* [Exercise prompt]
Copy the passage below about the hot spring and Roman baths at Bath in full, word for word.

* [Supplied passage]
Saturday, November 16, 2013

Searching for Healing 2000 Years Ago

On a recent trip my husband and I went to Bath, a lovely small city in the south of England. The place is name for the hot spring that has been an attraction for millennia. Bath was founded in 860. Legend tells that Prince Bladud became afflicted with leprosy. He was banished from court and made to look after pigs. The pigs too had a skin condition; Bladud noticed that, when they rolled in the hot mud, they were healed. He tried it himself and was cured of his disease. He went on to found Bath and become the father of King Lear. 

Centuries earlier, the Romans had been interested in the healing properties of the spring. In 50 AD they built a temple to Minerva, the Roman goddess of healing, and the Celtic god Sul. They also constructed a bath complex, with water supplied by the hot spring. Around these a settlement grew up known as Aquae Sulis, the waters of Sul. Today the remains of the temple and the baths are displayed in a wonderful museum, which includes sculpture, inscriptions, items lost when they were dropped in the water, and a skeleton of an ancient Roman with a reconstruction to show how he looked in life.

Some of the inscriptions are gravestones, a couple of them of Roman soldiers. These were young men by today’s standards, men in their twenties to mid-forties who died far from home. Roman soldiers formed cooperative associations that would pay for gravestones when one of them died so we now know their names, sometimes their ages, and places of birth. Did they come here hoping to find a remedy for war injuries or illnesses? I came away with a sense of how difficult life must have been for these people.

* [Raw data]
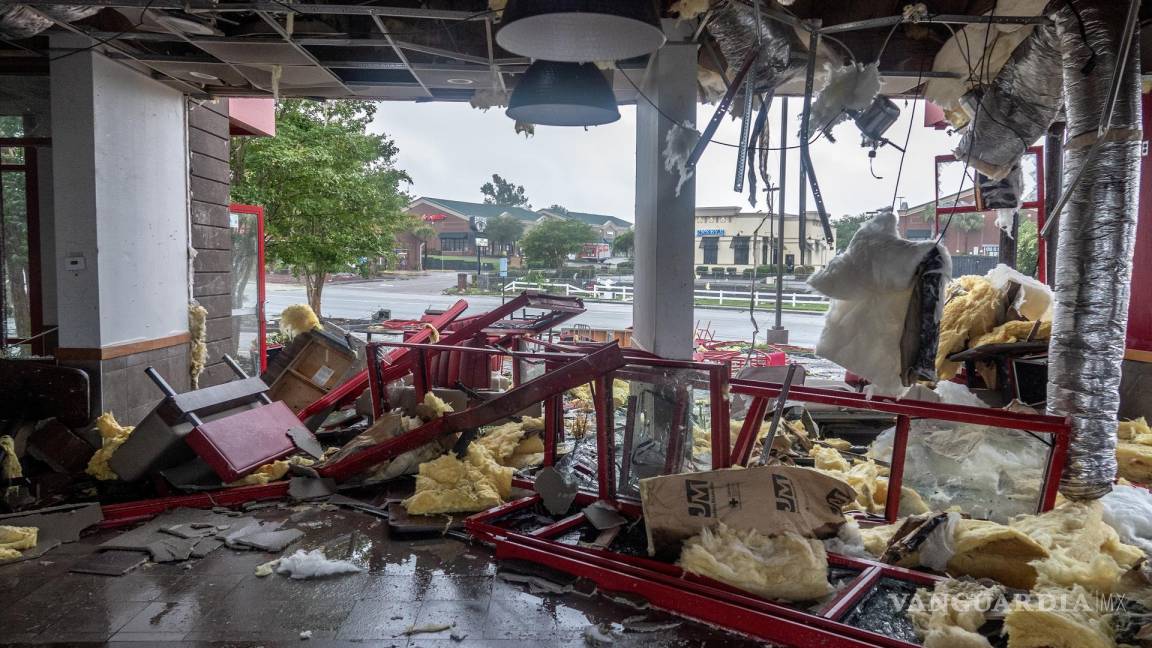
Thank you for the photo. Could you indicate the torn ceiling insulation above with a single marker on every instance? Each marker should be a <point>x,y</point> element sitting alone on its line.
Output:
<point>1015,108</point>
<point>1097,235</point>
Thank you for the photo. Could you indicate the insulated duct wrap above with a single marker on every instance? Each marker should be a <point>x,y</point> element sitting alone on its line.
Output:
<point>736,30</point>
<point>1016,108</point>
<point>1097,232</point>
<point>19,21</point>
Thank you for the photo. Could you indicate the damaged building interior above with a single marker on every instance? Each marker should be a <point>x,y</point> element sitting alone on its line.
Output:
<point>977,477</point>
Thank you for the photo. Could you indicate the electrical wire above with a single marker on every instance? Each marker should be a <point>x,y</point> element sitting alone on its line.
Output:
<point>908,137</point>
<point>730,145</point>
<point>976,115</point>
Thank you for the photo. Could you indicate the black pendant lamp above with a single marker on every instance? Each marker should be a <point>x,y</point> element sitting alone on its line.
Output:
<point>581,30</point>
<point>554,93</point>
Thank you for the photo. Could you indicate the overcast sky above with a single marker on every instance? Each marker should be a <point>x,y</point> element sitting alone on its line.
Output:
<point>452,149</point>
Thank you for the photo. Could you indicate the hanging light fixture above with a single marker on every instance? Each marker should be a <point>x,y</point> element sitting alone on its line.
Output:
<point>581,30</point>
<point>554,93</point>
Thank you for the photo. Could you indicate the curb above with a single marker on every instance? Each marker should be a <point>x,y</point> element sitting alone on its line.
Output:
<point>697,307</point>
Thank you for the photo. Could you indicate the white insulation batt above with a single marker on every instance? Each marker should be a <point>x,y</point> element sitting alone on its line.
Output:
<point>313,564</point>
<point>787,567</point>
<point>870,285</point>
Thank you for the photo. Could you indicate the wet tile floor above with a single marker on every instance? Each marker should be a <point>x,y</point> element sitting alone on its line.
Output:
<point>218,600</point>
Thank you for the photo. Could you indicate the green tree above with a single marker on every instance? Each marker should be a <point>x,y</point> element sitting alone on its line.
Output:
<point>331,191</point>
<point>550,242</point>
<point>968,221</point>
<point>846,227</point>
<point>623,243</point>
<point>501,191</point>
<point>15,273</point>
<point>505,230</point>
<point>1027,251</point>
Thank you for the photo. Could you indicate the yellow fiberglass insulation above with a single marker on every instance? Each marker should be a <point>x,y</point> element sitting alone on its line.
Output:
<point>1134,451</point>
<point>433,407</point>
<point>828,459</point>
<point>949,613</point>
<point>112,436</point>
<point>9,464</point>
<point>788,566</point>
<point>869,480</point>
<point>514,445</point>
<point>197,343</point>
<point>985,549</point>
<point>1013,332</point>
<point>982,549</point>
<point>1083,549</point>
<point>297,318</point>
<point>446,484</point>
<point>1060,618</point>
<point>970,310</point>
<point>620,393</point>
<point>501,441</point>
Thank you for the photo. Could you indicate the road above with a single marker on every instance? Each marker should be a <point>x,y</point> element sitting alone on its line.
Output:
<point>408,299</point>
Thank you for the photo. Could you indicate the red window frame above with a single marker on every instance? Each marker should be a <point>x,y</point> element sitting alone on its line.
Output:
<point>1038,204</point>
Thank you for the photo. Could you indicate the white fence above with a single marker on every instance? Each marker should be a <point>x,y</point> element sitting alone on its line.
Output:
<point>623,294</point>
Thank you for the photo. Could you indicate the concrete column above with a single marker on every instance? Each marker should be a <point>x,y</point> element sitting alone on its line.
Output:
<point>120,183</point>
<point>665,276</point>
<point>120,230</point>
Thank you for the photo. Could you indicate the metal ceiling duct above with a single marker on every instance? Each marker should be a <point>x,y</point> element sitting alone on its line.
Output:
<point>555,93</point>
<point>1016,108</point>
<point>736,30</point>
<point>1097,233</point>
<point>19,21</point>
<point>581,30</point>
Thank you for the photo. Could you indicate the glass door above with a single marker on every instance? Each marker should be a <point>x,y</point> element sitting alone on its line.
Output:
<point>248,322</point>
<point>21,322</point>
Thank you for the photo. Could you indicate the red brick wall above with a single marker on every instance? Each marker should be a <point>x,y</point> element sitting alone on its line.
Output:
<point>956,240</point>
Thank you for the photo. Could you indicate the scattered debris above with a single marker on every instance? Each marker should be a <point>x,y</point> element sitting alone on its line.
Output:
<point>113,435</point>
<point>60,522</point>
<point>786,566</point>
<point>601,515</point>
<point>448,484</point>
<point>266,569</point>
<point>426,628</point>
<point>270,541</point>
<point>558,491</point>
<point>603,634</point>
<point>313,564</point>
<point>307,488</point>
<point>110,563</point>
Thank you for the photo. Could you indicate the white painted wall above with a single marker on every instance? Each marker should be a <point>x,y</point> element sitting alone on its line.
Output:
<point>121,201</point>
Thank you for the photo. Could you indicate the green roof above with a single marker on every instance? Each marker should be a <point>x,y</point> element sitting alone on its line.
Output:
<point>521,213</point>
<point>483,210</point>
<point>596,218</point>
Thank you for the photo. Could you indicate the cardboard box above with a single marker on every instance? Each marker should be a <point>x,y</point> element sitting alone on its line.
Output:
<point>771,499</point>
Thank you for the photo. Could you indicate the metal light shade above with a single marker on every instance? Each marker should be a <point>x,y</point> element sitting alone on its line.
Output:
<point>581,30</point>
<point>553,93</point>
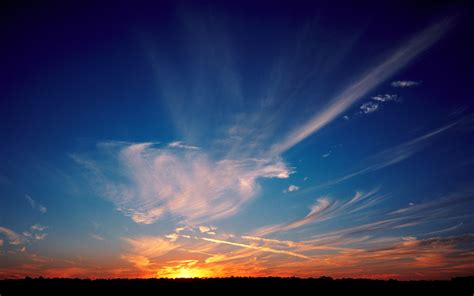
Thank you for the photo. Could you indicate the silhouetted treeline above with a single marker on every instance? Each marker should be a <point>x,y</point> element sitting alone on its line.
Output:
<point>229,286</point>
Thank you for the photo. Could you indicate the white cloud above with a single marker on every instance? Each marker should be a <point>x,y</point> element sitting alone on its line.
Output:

* [Reply to the exercise]
Saturday, November 16, 2013

Searching for Healing 2000 Years Ago

On a recent trip my husband and I went to Bath, a lovely small city in the south of England. The place is name for the hot spring that has been an attraction for millennia. Bath was founded in 860. Legend tells that Prince Bladud became afflicted with leprosy. He was banished from court and made to look after pigs. The pigs too had a skin condition; Bladud noticed that, when they rolled in the hot mud, they were healed. He tried it himself and was cured of his disease. He went on to found Bath and become the father of King Lear. 

Centuries earlier, the Romans had been interested in the healing properties of the spring. In 50 AD they built a temple to Minerva, the Roman goddess of healing, and the Celtic god Sul. They also constructed a bath complex, with water supplied by the hot spring. Around these a settlement grew up known as Aquae Sulis, the waters of Sul. Today the remains of the temple and the baths are displayed in a wonderful museum, which includes sculpture, inscriptions, items lost when they were dropped in the water, and a skeleton of an ancient Roman with a reconstruction to show how he looked in life.

Some of the inscriptions are gravestones, a couple of them of Roman soldiers. These were young men by today’s standards, men in their twenties to mid-forties who died far from home. Roman soldiers formed cooperative associations that would pay for gravestones when one of them died so we now know their names, sometimes their ages, and places of birth. Did they come here hoping to find a remedy for war injuries or illnesses? I came away with a sense of how difficult life must have been for these people.